Information shown |
──────
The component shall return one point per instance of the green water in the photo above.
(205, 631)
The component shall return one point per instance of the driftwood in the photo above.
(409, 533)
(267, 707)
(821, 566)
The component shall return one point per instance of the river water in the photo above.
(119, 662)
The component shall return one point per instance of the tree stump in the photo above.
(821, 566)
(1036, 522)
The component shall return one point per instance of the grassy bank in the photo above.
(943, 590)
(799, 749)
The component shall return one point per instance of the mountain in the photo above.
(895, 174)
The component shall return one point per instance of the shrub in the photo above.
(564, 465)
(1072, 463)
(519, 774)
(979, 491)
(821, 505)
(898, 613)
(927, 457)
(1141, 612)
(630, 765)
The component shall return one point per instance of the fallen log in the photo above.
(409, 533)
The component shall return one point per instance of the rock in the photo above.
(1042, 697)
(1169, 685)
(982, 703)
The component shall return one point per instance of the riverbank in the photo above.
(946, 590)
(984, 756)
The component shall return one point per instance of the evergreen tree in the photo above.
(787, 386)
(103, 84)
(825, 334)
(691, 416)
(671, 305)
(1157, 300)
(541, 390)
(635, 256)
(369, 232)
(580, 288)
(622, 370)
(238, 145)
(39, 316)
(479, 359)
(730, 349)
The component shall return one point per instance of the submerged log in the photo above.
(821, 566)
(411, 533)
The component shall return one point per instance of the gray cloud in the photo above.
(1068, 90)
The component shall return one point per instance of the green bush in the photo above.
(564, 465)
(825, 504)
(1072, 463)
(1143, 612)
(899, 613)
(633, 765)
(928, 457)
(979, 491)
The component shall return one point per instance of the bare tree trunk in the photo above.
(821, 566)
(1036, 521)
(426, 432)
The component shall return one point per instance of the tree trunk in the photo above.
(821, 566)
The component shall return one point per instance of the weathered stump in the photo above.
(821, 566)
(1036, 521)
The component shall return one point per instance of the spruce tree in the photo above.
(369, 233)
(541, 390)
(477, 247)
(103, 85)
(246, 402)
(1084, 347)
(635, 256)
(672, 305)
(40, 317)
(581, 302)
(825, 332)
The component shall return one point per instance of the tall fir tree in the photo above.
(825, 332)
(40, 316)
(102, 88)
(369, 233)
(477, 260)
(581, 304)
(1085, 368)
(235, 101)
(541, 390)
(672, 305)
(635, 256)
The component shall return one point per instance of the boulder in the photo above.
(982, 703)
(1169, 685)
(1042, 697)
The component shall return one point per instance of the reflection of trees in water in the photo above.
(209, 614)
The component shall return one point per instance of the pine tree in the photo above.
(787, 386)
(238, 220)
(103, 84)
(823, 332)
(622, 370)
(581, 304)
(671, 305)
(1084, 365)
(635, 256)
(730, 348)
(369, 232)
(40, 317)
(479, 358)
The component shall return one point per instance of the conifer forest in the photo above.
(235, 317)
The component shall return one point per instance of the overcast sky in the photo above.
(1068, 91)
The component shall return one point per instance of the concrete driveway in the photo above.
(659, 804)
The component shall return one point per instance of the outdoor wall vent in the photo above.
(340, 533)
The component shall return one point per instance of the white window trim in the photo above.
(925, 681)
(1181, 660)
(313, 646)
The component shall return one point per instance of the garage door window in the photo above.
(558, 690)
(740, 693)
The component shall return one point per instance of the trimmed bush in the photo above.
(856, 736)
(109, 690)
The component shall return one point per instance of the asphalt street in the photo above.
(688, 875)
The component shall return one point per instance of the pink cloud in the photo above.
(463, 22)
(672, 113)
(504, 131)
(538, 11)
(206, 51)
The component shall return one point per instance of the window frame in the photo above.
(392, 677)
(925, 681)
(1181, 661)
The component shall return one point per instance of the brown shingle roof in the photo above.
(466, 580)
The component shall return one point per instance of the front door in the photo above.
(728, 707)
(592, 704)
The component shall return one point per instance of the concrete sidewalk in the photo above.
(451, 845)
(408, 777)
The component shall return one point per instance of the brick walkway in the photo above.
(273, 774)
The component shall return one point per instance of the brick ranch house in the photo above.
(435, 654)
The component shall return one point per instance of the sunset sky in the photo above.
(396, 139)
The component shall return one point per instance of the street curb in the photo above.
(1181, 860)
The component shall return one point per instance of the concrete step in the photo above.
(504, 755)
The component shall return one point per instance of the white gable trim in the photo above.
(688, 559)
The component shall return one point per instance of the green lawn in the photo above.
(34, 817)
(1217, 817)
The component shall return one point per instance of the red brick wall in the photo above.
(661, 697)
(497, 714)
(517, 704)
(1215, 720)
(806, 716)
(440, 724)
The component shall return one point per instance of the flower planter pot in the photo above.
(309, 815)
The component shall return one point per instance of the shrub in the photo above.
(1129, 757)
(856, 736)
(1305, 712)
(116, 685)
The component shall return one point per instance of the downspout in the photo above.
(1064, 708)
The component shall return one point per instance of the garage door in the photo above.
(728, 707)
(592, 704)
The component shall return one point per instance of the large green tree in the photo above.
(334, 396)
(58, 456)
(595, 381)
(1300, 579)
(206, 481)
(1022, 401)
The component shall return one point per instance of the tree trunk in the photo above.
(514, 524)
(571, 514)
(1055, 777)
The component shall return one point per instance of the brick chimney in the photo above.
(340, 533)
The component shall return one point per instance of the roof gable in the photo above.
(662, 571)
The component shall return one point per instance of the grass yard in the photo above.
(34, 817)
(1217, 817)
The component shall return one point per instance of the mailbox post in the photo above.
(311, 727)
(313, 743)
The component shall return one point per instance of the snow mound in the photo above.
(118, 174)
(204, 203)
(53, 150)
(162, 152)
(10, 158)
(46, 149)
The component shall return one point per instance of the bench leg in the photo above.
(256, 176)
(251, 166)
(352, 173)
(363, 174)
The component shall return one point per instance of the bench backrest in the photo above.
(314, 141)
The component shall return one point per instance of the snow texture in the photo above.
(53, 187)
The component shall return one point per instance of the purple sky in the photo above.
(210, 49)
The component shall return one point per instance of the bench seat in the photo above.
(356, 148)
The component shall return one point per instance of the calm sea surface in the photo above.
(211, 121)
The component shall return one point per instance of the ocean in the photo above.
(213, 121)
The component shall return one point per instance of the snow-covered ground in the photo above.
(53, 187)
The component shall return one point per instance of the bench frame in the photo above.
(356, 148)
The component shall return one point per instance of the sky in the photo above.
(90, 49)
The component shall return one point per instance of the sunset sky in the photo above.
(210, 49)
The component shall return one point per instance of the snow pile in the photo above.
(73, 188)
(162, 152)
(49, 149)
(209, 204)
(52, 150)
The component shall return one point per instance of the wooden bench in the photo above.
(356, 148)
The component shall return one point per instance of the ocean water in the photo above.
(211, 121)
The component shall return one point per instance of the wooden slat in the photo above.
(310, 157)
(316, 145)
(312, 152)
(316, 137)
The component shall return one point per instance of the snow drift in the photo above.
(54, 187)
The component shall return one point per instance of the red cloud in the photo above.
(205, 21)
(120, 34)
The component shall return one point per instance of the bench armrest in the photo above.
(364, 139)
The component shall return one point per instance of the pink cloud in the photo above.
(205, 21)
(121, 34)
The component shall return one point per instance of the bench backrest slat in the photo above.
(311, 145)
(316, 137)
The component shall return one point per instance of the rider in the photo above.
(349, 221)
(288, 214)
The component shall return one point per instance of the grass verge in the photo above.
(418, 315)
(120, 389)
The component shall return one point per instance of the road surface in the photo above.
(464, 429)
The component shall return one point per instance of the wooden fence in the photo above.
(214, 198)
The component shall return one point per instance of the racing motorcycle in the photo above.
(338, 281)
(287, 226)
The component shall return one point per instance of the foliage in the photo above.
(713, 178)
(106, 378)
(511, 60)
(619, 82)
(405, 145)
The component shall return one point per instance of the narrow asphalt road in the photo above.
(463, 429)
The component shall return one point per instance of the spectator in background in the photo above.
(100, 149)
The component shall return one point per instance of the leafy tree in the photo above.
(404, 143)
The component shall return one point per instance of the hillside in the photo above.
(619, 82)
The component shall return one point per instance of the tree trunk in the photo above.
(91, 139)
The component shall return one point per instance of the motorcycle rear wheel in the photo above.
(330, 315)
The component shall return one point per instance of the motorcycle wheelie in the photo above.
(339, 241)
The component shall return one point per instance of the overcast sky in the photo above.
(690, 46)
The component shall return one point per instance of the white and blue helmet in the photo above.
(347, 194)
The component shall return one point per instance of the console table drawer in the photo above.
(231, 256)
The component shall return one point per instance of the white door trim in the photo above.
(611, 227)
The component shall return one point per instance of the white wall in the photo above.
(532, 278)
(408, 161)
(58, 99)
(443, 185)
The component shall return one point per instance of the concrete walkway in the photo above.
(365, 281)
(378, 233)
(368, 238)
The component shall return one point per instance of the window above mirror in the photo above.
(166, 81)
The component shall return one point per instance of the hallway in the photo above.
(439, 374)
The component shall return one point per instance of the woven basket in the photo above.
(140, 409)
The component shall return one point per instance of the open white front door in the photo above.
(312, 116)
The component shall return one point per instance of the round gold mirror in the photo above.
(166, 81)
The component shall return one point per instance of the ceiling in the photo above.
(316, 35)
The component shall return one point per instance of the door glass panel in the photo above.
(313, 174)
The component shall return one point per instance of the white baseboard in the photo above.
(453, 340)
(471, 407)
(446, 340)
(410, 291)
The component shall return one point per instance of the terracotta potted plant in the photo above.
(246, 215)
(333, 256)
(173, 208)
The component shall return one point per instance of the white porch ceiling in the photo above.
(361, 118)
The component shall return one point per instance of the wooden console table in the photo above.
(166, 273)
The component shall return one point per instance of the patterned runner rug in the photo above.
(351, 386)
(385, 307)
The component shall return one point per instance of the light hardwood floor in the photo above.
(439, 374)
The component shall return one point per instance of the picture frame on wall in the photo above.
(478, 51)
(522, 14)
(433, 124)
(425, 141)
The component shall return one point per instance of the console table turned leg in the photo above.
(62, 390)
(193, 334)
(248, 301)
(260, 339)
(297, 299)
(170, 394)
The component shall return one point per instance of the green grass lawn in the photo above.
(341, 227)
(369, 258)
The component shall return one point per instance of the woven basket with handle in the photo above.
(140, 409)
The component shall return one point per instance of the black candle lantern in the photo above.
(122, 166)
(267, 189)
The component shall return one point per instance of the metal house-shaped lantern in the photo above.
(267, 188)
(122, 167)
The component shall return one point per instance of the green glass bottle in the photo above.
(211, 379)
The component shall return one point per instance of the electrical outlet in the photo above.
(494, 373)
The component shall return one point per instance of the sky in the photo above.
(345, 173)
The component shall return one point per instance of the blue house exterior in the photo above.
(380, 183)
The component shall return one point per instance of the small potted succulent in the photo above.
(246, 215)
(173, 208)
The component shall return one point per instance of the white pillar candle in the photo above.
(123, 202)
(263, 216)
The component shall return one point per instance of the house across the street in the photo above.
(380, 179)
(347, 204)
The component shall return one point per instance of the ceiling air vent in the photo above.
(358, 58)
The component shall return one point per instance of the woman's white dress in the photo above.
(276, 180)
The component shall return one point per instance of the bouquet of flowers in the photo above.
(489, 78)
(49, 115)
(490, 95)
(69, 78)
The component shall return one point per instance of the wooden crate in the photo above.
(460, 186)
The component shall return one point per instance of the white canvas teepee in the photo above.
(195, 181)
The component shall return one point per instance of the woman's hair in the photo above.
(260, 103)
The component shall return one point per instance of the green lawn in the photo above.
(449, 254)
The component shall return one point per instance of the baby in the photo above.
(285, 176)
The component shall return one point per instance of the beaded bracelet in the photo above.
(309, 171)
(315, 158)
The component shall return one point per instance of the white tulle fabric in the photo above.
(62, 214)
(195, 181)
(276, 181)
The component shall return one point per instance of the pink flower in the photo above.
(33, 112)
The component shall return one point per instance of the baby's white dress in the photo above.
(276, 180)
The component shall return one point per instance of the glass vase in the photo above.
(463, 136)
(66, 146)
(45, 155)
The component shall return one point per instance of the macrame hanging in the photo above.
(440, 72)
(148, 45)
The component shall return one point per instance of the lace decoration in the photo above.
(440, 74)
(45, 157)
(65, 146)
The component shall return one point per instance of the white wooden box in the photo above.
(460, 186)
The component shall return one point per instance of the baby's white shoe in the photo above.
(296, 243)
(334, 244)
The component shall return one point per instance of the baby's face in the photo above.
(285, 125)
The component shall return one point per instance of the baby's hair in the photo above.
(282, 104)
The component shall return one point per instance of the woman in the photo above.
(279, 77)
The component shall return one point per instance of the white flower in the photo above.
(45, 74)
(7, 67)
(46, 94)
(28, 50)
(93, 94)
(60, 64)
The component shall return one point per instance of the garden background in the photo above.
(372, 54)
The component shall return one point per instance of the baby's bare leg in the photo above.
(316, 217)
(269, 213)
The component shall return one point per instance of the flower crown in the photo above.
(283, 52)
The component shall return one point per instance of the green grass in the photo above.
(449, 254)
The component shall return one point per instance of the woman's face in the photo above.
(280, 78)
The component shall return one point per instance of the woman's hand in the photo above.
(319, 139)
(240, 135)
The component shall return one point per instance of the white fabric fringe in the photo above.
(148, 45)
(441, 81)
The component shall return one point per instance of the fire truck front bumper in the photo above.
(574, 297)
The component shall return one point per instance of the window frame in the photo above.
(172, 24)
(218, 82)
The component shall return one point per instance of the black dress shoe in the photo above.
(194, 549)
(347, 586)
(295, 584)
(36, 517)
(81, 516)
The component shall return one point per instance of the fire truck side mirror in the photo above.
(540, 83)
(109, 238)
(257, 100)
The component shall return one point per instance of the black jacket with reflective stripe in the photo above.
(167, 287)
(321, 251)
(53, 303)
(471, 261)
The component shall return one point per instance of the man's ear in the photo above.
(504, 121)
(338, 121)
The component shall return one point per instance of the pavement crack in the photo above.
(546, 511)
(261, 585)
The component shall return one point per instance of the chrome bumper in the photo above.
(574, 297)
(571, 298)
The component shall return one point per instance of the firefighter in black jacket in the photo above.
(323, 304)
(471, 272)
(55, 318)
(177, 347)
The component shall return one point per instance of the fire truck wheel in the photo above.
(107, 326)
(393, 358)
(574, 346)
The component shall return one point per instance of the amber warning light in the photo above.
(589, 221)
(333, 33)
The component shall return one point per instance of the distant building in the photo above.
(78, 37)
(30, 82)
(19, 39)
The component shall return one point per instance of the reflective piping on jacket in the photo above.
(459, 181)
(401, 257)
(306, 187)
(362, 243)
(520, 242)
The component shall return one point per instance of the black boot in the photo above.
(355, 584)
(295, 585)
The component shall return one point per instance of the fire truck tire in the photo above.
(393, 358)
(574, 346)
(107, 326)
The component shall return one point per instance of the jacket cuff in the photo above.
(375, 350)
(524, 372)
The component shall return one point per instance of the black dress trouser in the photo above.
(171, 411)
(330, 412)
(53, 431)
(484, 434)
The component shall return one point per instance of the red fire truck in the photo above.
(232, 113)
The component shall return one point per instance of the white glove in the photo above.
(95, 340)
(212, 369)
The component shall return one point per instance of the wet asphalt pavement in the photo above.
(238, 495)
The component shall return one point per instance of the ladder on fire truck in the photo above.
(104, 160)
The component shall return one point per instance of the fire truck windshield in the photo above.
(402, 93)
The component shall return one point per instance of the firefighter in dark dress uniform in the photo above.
──────
Reproduce, word for word, only the lines from the one that contains "The component shall return one point per instance of the distant" through the final line.

Exercise output |
The component shall return one point per instance of the distant building in the photo above.
(78, 37)
(30, 82)
(19, 39)
The component shall return one point per instance of the reflective piping on jacket in the photo above.
(459, 181)
(401, 257)
(306, 187)
(362, 243)
(520, 242)
The component shall return one point per instance of the black boot in the photo above.
(355, 584)
(295, 585)
The component shall return one point per instance of the fire truck tire in the photo above.
(393, 358)
(574, 346)
(107, 326)
The component shall return one point per instance of the jacket cuff in the photo above.
(375, 350)
(524, 372)
The component shall return one point per instance of the black dress trouser in the photo above.
(171, 411)
(330, 412)
(53, 431)
(484, 434)
The component shall return one point per instance of the red fire truck in the photo above.
(232, 113)
The component shall return one point per instance of the white glove in the photo above.
(95, 340)
(212, 369)
The component shall return one point per instance of the wet asphalt pavement in the photo above.
(238, 495)
The component shall return one point per instance of the ladder on fire truck in the photo above.
(104, 160)
The component shall return one point per instance of the fire truck windshield in the photo above.
(402, 93)
The component shall return one point per instance of the firefighter in dark dress uniform in the photo above.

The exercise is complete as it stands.